**Study questions:**
a) Sum up the blog post below in two sentences.
b) Answer these questions about the blog post below:
(i) On which birthday was the husband diagnosed?
(ii) How long had the couple been married at the time of the diagnosis?
(iii) How many different chemos did the husband go through?
c) Please retype the blog post below, everything from "Meetings with social" down to "about my grief.".
START Excerpt
Monday, January 13, 2014

Control Issues

Widowhood is an exclusive club that no one in their right mind wants to join. It is a club that is joined out of the necessity to continue breathing.  Widows need each other to survive.  These sound like such desperate statements but new (and maybe all) widows tend to be desperate people.

Meetings with social workers, bereavement groups, therapists, grief literature, and other members of the exclusive widow club all talk about the length of time and the amount of work that goes into grieving. They all talk about the timetables for grief and the stages of grief and then they all mention that each person is unique in his or her grieving.  This is all so ridiculously hard for me because I am an analytical, information obsessed type of person.  I want definitive, concrete information about what is happening to me and what I can expect down the line.  I have never liked or felt comfortable not being in control.  I am quickly finding out that there is absolutely nothing I can do to even come close to being able to control anything about my grief.

This lack of control over my grief should not be news to me though. I had absolutely no control over the fact that my husband was diagnosed with stage iv lung cancer either.  This is pretty much my reaction after he was diagnosed ON his 37th birthday: MY husband has cancer?  What do you mean MY husband has cancer? No, no, this happens to OTHER people not me.  MY husband is young and vibrant and has a very active job running up and down stairs and carrying very heavy packages in his ugly, yet sexy brown uniform.  He has never been short of breath, he has never smoked, he doesn't have a persistent cough, and he is not experiencing any form of fatigue.  I am a great wife who is constantly nagging him about taking his vitamins and his blood pressure medications.  I make sure he is eating well and is getting plenty of sleep.  There is no way that MY husband falls into a statistic where there is a less than 1 percent chance that he won't survive 5 years.  We just got married a year and a half ago!  I just got finished changing my name!  AND today is his birthday!

Oh the anxiety that followed is nothing that I have ever experienced before.  Anxiety is caused by my feeling out of control.  I was definitely not in control.  Throughout the next 14 months of radiation and 3 different chemos, we tried desperately to have a say in controlling our lives.  Where and when we traveled, where and when to meet up with family and friends, each day, especially near the end, when the brain mets reared their ugly head and whole brain radiation took its toll, we tried to have a say.  But, alas, I was definitely not in control.  I hate that cancer made my husband a statistic and I hate cancer even more for taking him away from me.  I am not a fan of losing control.
END Excerpt
START Record set
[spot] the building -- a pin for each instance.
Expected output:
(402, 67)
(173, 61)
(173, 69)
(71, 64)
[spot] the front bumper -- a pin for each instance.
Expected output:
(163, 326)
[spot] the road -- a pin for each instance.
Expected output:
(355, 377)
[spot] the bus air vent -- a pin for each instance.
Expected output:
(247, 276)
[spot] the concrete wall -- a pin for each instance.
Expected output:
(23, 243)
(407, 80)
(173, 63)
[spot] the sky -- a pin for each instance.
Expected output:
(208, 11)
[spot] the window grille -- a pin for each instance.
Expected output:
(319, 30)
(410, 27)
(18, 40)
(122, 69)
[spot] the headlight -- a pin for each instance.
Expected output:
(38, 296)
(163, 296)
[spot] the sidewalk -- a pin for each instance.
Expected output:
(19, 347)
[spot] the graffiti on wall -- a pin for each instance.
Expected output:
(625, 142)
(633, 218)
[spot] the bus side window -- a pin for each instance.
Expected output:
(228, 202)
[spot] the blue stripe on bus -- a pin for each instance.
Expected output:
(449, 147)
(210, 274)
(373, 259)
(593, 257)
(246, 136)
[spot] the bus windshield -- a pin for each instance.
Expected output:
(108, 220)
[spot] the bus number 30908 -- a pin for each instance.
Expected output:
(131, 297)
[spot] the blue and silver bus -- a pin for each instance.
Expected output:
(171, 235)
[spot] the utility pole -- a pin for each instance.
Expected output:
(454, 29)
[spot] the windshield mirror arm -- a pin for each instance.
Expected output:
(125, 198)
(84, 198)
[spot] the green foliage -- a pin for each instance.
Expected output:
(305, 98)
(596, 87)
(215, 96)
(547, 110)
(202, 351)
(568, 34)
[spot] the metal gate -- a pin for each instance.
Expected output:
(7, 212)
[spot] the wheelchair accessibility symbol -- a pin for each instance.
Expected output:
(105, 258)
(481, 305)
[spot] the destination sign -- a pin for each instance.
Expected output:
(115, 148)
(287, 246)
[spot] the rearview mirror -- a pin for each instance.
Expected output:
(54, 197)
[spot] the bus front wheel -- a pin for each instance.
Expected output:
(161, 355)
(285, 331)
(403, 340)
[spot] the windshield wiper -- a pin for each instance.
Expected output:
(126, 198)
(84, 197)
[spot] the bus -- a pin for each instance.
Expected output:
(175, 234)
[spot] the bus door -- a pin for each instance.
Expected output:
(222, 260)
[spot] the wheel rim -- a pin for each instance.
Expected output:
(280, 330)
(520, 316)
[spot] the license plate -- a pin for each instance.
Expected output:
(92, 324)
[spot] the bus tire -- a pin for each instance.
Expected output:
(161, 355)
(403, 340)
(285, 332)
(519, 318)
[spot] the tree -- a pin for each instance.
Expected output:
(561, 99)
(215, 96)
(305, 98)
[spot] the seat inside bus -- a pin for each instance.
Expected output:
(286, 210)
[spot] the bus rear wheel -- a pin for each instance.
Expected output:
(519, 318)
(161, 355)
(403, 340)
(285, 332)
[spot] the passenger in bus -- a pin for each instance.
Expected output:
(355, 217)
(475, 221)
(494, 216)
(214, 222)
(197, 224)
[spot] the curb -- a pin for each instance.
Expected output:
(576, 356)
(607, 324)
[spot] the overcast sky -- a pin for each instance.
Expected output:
END Record set
**Outputs for the tasks:**
a) The writer says that grief resources describe timetables and stages of grief but also say each person grieves uniquely, which is hard for an analytical person who wants control and finds none over grief. The writer, a wife whose husband was diagnosed with stage iv lung cancer on his 37th birthday, recalls feeling anxious and out of control through 14 months of radiation and 3 different chemos, and hates cancer for taking him away.

b)
(i) His 37th birthday.
(ii) A year and a half.
(iii) Three.

c)
Meetings with social workers, bereavement groups, therapists, grief literature, and other members of the exclusive widow club all talk about the length of time and the amount of work that goes into grieving. They all talk about the timetables for grief and the stages of grief and then they all mention that each person is unique in his or her grieving.  This is all so ridiculously hard for me because I am an analytical, information obsessed type of person.  I want definitive, concrete information about what is happening to me and what I can expect down the line.  I have never liked or felt comfortable not being in control.  I am quickly finding out that there is absolutely nothing I can do to even come close to being able to control anything about my grief.